WRITTEN REQUEST: Copy the data below word for word, starting with the line that contains "# Provide the mask of every instance of the building" and going on through the end of the data. Leave the pictures out of your answer.

[start of EXTRACTED DATA]

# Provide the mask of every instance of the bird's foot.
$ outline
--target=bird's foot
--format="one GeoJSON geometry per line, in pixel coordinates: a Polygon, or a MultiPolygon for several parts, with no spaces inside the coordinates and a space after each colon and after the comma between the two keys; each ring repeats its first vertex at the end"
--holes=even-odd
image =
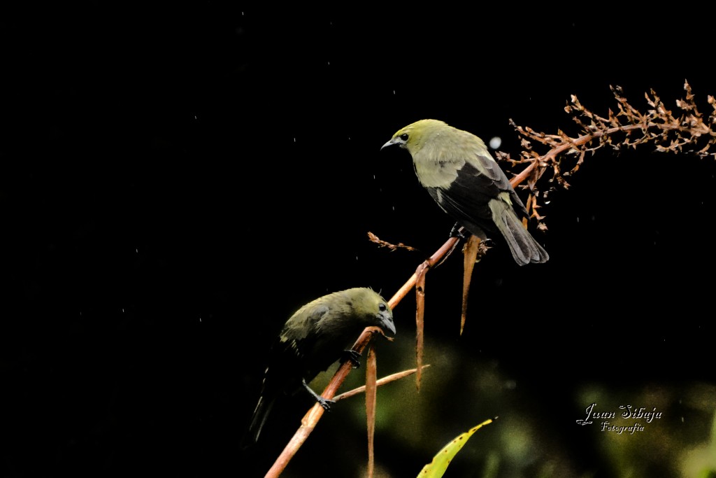
{"type": "Polygon", "coordinates": [[[343,363],[346,360],[350,360],[351,363],[353,364],[354,368],[360,368],[360,353],[352,349],[343,350],[343,358],[341,359],[341,363],[343,363]]]}
{"type": "Polygon", "coordinates": [[[314,392],[313,389],[309,386],[309,384],[306,383],[305,379],[301,380],[301,383],[303,383],[304,388],[306,389],[306,391],[311,394],[311,396],[312,396],[314,399],[323,407],[324,410],[326,411],[331,411],[331,406],[336,403],[334,401],[324,398],[322,396],[314,392]]]}
{"type": "Polygon", "coordinates": [[[458,239],[468,239],[468,236],[466,236],[463,232],[463,230],[464,230],[464,228],[462,226],[460,225],[460,223],[457,223],[456,222],[456,223],[455,223],[455,226],[453,226],[453,229],[450,229],[450,237],[457,237],[458,239]]]}
{"type": "Polygon", "coordinates": [[[323,409],[325,410],[326,411],[331,411],[331,406],[336,403],[333,400],[329,400],[328,398],[324,398],[320,395],[319,395],[317,397],[316,397],[316,401],[317,401],[319,403],[319,404],[321,406],[322,406],[323,409]]]}

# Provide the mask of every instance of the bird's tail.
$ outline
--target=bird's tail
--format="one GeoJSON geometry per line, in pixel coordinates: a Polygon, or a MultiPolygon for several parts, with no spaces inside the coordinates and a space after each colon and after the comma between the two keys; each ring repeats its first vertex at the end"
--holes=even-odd
{"type": "Polygon", "coordinates": [[[261,434],[261,429],[263,428],[266,418],[271,412],[271,407],[274,406],[274,401],[272,399],[266,400],[263,396],[259,397],[248,430],[241,441],[242,448],[248,448],[258,441],[258,435],[261,434]]]}
{"type": "Polygon", "coordinates": [[[547,262],[549,259],[547,251],[524,228],[511,205],[499,199],[492,199],[489,206],[493,220],[507,241],[516,262],[523,266],[531,262],[547,262]]]}

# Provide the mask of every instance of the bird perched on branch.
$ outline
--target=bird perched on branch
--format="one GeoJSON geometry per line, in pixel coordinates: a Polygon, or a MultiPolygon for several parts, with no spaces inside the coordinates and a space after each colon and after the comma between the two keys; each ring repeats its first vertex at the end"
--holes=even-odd
{"type": "Polygon", "coordinates": [[[274,401],[301,389],[326,410],[333,402],[309,383],[336,360],[359,365],[360,354],[346,349],[366,327],[395,334],[393,314],[383,297],[367,287],[333,292],[306,304],[286,321],[271,348],[261,396],[244,437],[244,447],[256,443],[274,401]]]}
{"type": "Polygon", "coordinates": [[[437,120],[421,120],[393,135],[412,156],[415,173],[453,219],[482,240],[499,234],[520,265],[546,262],[547,252],[522,224],[527,209],[481,139],[437,120]]]}

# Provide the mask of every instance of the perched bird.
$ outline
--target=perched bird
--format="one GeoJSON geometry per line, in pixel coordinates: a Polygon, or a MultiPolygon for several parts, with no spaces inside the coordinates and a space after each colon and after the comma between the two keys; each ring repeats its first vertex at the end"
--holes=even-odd
{"type": "Polygon", "coordinates": [[[371,325],[379,327],[387,334],[395,334],[390,307],[378,293],[367,287],[324,295],[294,313],[269,353],[244,447],[258,439],[274,401],[281,395],[293,395],[303,388],[328,409],[333,402],[318,395],[308,383],[342,358],[357,367],[359,354],[346,349],[363,329],[371,325]]]}
{"type": "Polygon", "coordinates": [[[442,121],[421,120],[381,149],[393,145],[408,150],[420,184],[458,224],[483,241],[499,233],[520,265],[549,259],[522,225],[527,209],[481,139],[442,121]]]}

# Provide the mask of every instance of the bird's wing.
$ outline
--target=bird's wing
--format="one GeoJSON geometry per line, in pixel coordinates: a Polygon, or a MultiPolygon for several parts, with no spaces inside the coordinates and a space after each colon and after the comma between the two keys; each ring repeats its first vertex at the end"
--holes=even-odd
{"type": "Polygon", "coordinates": [[[485,239],[484,232],[496,232],[492,220],[489,202],[500,193],[507,193],[518,214],[526,214],[525,206],[505,173],[495,161],[481,158],[482,167],[475,167],[475,161],[466,162],[455,181],[448,187],[427,188],[432,199],[443,210],[473,234],[485,239]],[[494,168],[488,168],[487,166],[494,168]],[[497,169],[495,169],[497,168],[497,169]],[[483,171],[489,172],[491,177],[483,171]]]}

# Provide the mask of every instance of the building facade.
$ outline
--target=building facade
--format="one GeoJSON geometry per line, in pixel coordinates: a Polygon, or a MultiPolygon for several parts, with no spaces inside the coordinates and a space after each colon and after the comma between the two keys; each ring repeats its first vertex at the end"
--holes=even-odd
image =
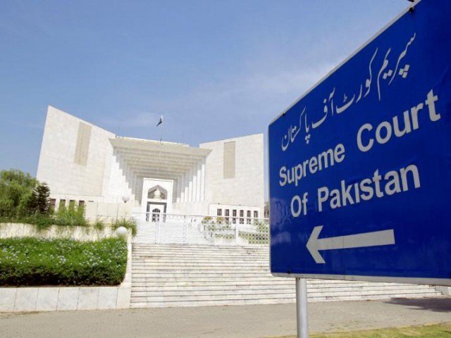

[end of EXTRACTED DATA]

SOLUTION FOR THIS PROBLEM:
# Provide the mask of every instance of the building facade.
$ outline
--target=building facade
--format="one GeoJSON geometry per line, in pixel coordinates: a Polygon, or a MultiPolygon for several parts, with no spaces inside the coordinates and a space after each colon and after the comma between the two keys; each ring repeats its first vertex at the end"
--holes=even-odd
image =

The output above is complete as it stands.